_THE INPUT_
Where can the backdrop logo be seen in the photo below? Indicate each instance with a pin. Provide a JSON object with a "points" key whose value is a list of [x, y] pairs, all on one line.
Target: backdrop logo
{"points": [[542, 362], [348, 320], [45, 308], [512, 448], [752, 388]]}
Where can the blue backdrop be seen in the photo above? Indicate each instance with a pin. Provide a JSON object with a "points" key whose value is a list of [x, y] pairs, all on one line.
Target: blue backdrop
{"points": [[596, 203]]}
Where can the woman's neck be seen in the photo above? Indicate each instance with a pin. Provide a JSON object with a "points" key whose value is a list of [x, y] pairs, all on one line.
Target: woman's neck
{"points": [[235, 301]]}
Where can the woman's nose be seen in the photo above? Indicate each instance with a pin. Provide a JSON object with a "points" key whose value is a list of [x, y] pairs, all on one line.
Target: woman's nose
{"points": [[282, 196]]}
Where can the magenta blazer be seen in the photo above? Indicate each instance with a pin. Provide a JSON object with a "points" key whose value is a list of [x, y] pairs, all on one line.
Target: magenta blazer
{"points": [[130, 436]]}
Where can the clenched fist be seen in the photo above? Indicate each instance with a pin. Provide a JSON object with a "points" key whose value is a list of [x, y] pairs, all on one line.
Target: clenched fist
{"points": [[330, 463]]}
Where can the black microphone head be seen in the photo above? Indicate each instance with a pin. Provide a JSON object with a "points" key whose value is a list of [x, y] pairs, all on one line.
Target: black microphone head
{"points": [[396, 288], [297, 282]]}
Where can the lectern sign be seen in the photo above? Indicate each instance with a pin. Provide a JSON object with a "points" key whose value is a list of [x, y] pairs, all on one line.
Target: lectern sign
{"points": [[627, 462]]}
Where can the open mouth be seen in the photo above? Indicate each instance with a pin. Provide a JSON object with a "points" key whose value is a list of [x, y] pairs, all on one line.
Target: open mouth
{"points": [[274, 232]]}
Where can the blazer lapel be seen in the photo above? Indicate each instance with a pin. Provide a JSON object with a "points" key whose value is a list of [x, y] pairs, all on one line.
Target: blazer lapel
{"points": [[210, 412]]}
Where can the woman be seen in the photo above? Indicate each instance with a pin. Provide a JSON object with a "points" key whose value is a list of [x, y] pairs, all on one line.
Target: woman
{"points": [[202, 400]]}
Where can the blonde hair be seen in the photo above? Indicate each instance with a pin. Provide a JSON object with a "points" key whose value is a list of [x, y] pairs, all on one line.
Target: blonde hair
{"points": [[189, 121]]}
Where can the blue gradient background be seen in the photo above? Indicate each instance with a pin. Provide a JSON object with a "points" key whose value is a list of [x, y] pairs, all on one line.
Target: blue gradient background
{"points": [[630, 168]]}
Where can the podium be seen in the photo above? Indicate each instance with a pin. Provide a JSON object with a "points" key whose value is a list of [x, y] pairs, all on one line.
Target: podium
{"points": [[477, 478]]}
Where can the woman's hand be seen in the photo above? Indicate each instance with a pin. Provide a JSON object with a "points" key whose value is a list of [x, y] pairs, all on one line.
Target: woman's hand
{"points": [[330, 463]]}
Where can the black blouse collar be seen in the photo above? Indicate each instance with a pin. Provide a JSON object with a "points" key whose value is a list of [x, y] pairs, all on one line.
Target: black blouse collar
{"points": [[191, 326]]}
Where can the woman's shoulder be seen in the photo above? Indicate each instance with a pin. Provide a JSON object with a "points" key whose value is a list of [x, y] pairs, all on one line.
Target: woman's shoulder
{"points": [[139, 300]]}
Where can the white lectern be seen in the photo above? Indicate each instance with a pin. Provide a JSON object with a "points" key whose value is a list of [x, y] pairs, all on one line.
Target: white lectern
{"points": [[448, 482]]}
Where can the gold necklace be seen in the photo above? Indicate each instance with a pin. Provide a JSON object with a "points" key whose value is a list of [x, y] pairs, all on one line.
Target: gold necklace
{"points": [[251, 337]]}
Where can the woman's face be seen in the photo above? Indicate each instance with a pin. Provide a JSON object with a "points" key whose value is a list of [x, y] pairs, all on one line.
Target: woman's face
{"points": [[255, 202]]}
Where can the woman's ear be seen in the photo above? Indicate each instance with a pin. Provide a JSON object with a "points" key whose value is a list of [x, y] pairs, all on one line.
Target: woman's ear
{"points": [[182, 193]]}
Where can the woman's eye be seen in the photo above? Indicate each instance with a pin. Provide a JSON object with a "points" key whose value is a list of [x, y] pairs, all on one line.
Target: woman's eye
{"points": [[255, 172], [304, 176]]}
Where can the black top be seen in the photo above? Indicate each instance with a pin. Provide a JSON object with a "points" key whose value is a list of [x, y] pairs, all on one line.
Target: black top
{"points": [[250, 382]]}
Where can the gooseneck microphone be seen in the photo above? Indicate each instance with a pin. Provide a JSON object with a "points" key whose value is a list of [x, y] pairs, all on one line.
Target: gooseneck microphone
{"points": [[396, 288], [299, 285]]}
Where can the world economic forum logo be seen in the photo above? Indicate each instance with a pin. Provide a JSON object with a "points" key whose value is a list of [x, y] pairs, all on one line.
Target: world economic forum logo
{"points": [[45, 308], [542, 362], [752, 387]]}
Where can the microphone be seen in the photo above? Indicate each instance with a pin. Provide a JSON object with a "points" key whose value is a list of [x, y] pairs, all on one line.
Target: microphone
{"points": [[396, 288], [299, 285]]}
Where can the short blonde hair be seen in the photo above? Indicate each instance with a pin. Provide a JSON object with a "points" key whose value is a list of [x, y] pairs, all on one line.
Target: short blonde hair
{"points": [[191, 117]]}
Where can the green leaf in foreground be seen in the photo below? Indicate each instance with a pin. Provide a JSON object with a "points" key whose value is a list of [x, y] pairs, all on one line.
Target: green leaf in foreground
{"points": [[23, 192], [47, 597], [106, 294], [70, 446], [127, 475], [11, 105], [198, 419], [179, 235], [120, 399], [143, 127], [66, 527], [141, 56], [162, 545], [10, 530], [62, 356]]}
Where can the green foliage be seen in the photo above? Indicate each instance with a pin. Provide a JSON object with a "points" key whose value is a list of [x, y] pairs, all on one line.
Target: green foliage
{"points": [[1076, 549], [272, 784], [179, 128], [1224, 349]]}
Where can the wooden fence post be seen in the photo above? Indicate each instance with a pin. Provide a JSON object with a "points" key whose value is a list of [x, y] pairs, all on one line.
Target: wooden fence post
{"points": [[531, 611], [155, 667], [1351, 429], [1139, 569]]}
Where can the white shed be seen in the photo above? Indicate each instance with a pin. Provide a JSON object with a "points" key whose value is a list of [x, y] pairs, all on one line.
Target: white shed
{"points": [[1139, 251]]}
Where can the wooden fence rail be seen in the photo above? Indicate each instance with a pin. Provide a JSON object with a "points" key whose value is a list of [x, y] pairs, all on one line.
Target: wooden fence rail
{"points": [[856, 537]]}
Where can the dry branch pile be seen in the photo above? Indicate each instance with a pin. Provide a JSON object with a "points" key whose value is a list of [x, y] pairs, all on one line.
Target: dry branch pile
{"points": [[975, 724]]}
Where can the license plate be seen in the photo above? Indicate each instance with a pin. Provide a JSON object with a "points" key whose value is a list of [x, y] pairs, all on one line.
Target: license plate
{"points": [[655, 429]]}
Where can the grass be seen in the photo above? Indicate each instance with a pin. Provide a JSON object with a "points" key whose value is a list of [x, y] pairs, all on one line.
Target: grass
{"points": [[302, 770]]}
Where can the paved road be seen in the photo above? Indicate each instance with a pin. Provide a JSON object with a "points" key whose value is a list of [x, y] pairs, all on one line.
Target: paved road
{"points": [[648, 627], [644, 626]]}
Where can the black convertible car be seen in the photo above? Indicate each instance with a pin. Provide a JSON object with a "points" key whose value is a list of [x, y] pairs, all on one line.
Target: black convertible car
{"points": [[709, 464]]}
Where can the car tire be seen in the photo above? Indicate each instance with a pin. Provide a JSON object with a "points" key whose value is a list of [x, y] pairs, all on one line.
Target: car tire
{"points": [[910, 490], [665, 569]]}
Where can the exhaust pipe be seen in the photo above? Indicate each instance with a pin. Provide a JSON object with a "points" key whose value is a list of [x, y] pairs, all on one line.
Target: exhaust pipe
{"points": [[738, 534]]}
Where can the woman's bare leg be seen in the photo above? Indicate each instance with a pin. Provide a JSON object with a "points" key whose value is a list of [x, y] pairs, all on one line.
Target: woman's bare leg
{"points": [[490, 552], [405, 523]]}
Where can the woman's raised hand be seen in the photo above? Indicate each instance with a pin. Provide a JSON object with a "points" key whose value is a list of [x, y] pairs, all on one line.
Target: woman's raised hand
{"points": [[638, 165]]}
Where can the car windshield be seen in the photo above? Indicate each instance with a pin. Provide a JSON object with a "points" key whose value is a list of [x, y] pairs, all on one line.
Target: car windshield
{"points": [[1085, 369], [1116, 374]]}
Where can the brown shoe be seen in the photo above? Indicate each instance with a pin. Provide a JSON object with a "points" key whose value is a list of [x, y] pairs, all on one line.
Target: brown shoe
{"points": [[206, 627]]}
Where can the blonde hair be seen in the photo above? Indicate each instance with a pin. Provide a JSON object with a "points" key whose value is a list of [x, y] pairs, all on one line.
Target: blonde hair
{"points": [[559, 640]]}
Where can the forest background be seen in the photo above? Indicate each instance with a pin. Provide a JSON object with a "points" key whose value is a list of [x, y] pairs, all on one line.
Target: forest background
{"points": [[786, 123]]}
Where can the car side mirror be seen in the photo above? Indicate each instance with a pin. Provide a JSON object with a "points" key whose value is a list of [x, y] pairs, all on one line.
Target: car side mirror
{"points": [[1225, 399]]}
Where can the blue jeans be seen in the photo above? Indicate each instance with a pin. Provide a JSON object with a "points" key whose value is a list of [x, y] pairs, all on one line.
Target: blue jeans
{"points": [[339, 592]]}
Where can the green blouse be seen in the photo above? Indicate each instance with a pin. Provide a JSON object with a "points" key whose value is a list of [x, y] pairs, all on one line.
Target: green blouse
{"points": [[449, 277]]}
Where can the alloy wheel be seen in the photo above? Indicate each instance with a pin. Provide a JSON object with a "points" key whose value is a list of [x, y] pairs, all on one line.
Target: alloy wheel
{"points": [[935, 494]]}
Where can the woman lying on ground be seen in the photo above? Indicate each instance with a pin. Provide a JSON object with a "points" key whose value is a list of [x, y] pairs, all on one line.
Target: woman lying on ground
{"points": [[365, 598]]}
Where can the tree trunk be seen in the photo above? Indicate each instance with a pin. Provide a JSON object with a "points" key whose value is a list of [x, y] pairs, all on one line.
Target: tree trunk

_THE TASK_
Return the line that contains "Where can the brown" and all lines after it, verbatim, and nothing else.

_SOLUTION FOR THIS PROBLEM_
Where can the brown shoe be seen in the photo above? Indicate each instance with a pin. Provide a JSON object with a "points" key whose value is a list of [x, y] pairs, all on one line.
Target: brown shoe
{"points": [[206, 627]]}
Where can the blonde hair be seen in the photo above? Indicate each instance with a pin. Provide a JSON object with a "points" key whose value is a list of [x, y] pairs, all on one line.
Target: blonde hair
{"points": [[559, 640]]}
Where can the forest background be seen in the photo above? Indicate each instance with a pin. Provide a JSON object with a "points" key whose value is a list of [x, y] pairs, all on one line.
Target: forest background
{"points": [[786, 123]]}
Where can the car side mirror be seen in the photo above? Indicate each instance with a pin. Provide a JSON object with a "points" key whose value is a list of [x, y] pairs, all on one line.
Target: car side mirror
{"points": [[1225, 399]]}
Where can the blue jeans be seen in the photo above? Indicate each instance with a pin. Provide a JSON object with a "points" key whose value is a list of [x, y] pairs, all on one line.
Target: blue jeans
{"points": [[339, 592]]}
Where can the green blouse be seen in the photo above? Indicate each instance with a pin. Provide a JSON object with a "points" key whose value is a list of [x, y] pairs, all on one line.
Target: green blouse
{"points": [[449, 277]]}
Where can the alloy wheel be seen in the photo above? Indicate each instance with a pin. Provide a JSON object with a "points" key whose value is a list of [x, y] pairs, all on one line.
Target: alloy wheel
{"points": [[935, 494]]}
Where can the woman lying on ground be seen in the photo above? Indicate each instance with a pin. Provide a JSON object with a "points" key whose value is a list of [x, y] pairs, all on one line.
Target: woman lying on ground
{"points": [[365, 598]]}
Where can the tree trunk be seen in the photo above? Indicate each instance with a pin. Provide a JSON object with a "points" key whose value is a list of [x, y] pairs, all on one line.
Target: tree trunk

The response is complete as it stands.